[Start ITEMS]

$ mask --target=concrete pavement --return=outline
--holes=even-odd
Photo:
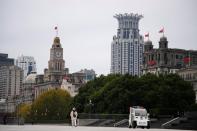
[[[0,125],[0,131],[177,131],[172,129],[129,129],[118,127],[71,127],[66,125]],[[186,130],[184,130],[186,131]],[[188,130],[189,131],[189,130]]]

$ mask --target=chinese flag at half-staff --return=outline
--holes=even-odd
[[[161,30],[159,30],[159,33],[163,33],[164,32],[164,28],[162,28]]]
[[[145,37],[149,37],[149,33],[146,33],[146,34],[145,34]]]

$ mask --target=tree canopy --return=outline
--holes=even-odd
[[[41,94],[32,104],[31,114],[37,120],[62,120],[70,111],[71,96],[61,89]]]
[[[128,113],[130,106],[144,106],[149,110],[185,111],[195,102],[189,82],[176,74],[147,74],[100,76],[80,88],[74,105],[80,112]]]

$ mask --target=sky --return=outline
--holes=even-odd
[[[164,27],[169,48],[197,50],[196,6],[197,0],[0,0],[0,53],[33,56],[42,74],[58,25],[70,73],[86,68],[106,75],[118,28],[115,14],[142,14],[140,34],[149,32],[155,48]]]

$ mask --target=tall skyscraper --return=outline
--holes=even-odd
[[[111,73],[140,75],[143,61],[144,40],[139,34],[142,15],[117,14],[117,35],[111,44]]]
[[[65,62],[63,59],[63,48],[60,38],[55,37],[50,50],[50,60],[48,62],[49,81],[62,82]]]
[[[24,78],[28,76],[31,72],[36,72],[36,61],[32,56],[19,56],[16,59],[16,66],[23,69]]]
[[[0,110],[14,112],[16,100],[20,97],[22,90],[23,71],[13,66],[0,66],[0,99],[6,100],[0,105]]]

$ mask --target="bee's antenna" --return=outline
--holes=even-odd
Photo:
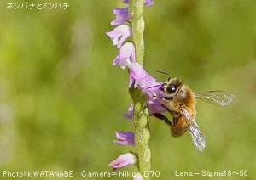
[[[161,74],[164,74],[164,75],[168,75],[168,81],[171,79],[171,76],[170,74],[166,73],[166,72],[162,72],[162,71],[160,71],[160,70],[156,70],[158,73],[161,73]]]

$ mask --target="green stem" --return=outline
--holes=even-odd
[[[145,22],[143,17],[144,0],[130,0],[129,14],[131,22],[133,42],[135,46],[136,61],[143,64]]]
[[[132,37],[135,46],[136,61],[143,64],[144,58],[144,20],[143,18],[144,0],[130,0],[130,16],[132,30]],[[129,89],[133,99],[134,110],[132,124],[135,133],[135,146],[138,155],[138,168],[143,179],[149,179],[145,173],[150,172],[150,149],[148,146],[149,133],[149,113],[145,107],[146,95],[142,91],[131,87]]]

[End ITEMS]
[Start ITEMS]

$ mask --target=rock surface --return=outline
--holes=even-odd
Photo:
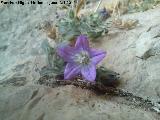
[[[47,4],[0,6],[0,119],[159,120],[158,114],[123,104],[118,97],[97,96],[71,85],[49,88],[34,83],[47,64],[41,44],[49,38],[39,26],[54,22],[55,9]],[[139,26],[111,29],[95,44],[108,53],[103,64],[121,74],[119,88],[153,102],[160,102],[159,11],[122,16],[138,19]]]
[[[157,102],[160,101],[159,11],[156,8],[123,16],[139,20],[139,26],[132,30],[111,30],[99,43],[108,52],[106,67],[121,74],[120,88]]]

[End ITEMS]
[Start ITEMS]

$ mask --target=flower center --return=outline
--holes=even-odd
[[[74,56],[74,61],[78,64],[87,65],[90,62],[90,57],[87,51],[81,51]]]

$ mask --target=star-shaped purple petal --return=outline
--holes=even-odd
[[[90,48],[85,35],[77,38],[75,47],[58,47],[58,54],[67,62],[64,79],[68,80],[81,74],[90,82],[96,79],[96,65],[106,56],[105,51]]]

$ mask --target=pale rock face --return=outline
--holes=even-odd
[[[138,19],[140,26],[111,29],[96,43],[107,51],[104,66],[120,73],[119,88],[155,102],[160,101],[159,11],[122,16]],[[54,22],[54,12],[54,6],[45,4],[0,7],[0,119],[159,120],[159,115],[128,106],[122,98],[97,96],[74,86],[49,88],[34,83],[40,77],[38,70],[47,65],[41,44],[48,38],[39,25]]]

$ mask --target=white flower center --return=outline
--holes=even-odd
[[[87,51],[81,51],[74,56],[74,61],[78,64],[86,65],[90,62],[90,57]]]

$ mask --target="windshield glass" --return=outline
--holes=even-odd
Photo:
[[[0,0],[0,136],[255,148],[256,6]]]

[End ITEMS]

TASK STATEMENT: Reproduce the listing verbatim from the line containing "--target=concrete pavement --return=outline" through the line containing "[[[145,37],[149,37],[149,33],[146,33],[146,34],[145,34]]]", including both of those lines. Omit any picture from your output.

RESULT FOR THIS TASK:
$ mask --target=concrete pavement --return=outline
--holes=even-odd
Photo:
[[[0,125],[0,131],[177,131],[172,129],[129,129],[118,127],[71,127],[66,125]],[[186,130],[184,130],[186,131]],[[188,130],[189,131],[189,130]]]

$ mask --target=chinese flag at half-staff --return=outline
--holes=even-odd
[[[161,30],[159,30],[159,33],[163,33],[164,32],[164,28],[162,28]]]
[[[145,37],[149,37],[149,33],[146,33],[146,34],[145,34]]]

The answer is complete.